[PASSAGE FOR REVIEW]
A hand wash station designed by Wright State University engineering students for a village school in Uganda is so popular that it has spread to nearby locations and is credited with helping slow the COVID-19 pandemic.
The students are part of Engineers Without Borders, a student-led group that focuses on need-based engineering service projects.
The group originally heard about the potential partnership in Uganda from its professional chapter in Cincinnati. St. Bakhita Secondary School in Uganda needed engineers for a sanitation project and was willing to collaborate with the students.
In March 2019, the Engineering Without Borders students — Sabrina D’Alesandro; Riley Croghan, vice president; and Jacquelyn Smith, former president — traveled to Uganda to assess the needs of the school and gather data. Members of Hope for Kabingo traveled with the students and helped them with trip logistics and forming relationships with the community.
The students discovered that the primary need at the school was for a hand wash station, as 300 schoolchildren were unable to wash their hands after using pit latrines.
The students returned to Wright State, designed the hand wash station and got it approved by the national Engineers Without Borders. The three students and Garrett Regan, domestic project lead, then returned to Uganda, where they oversaw construction of the hand wash station and worked with the community on a maintenance plan.
Months after returning home, the students learned that the hand wash station was reproduced in several locations in the area near the school.
“This was incredible to us because that meant several things. The design was helping the community, it was easily maintained and easily reproducible,” said D’Alesandro, who is president of the group. “Many of the community members also told us it was especially helpful due to the pandemic, allowing them to slow the spread of COVID-19 and other harmful diseases and bacteria.”
This year the students plan to remotely implement another hand wash station and possibly redesign a latrine.
D’Alesandro said the project has helped the students gain real-world experience in the field.
“We design all of the designs ourselves, collaborate with engineers all over the world, and most importantly actually help people during the pandemic,” she said. “This is experience only a handful of engineering students can put down on a resume, really setting apart our Wright State engineering students from other job applicants.”
D’Alesandro is a junior majoring in materials science and minoring in computer science, math and Arabic. Besides being president of the Engineers Without Borders group as well as the Dean’s Student Advisory Board in the College of Engineering and Computer Science, she is an intern at Wright-Patterson Air Force Base.
“My main priority as a student has been building opportunities for others at Wright State so I have been super involved in campus research, the CECS student ambassador program and various other clubs on campus,” she said.
[/PASSAGE FOR REVIEW]
TASK DESCRIPTION: Summarize the article about the Uganda hand wash station in two sentences. The rows that come after this article have no connection to it.
[RECORDS SUPPLIED]
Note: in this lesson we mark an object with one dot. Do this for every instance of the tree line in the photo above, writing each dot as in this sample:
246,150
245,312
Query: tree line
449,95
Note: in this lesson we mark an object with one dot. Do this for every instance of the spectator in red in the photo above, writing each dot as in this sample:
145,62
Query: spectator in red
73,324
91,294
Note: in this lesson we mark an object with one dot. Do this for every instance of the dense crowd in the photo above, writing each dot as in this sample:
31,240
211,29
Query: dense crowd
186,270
[/RECORDS SUPPLIED]
[RECORDS SUPPLIED]
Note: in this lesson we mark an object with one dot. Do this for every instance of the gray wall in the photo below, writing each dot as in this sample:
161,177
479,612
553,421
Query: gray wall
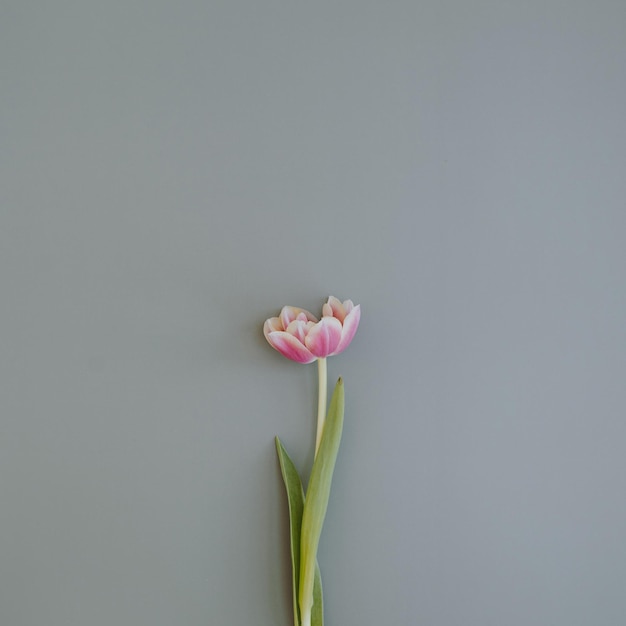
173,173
[/RECORDS SUPPLIED]
[RECORDS SUPPLIED]
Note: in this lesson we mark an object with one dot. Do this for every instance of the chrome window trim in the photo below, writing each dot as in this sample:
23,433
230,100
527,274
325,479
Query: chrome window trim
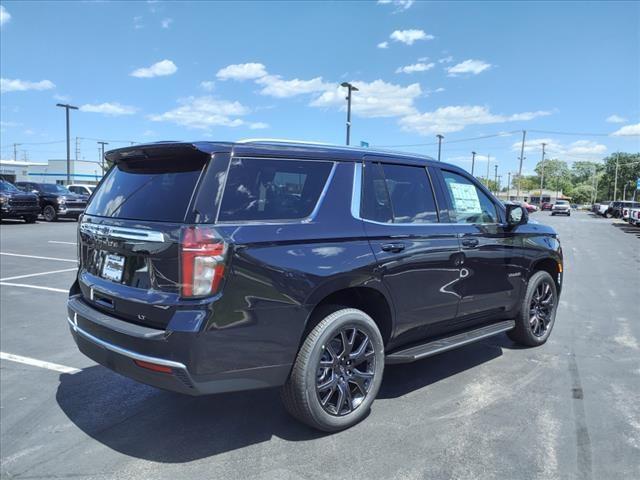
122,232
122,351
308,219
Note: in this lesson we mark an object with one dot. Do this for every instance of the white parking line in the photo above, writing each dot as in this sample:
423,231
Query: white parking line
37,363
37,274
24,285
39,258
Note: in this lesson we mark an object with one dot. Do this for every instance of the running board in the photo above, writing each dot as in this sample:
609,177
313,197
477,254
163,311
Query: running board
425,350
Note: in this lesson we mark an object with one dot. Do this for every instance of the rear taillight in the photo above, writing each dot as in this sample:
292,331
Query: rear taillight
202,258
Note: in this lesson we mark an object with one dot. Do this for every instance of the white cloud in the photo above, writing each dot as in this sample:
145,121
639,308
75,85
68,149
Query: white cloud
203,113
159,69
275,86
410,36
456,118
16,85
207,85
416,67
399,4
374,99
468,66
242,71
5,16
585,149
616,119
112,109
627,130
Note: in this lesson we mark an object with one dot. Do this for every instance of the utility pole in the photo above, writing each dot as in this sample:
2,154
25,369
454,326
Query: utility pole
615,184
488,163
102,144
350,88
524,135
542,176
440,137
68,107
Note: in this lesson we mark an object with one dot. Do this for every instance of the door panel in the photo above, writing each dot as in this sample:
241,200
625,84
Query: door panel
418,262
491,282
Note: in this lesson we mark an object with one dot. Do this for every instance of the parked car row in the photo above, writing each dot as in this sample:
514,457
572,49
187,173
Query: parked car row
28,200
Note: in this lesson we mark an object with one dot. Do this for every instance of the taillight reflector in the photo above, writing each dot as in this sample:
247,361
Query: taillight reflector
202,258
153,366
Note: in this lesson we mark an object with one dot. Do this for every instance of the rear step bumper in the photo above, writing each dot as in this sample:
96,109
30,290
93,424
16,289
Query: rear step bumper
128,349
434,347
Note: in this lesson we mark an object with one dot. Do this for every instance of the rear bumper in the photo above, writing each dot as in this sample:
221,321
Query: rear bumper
[/RECORDS SUPPLIED]
TASK RESULT: Engineering students in Wright State University's Engineers Without Borders group traveled to Uganda to assess the needs of St. Bakhita Secondary School, then designed a hand wash station for its 300 schoolchildren and returned to oversee its construction. The station was later reproduced at several locations near the school, and community members said it helped them slow the spread of COVID-19.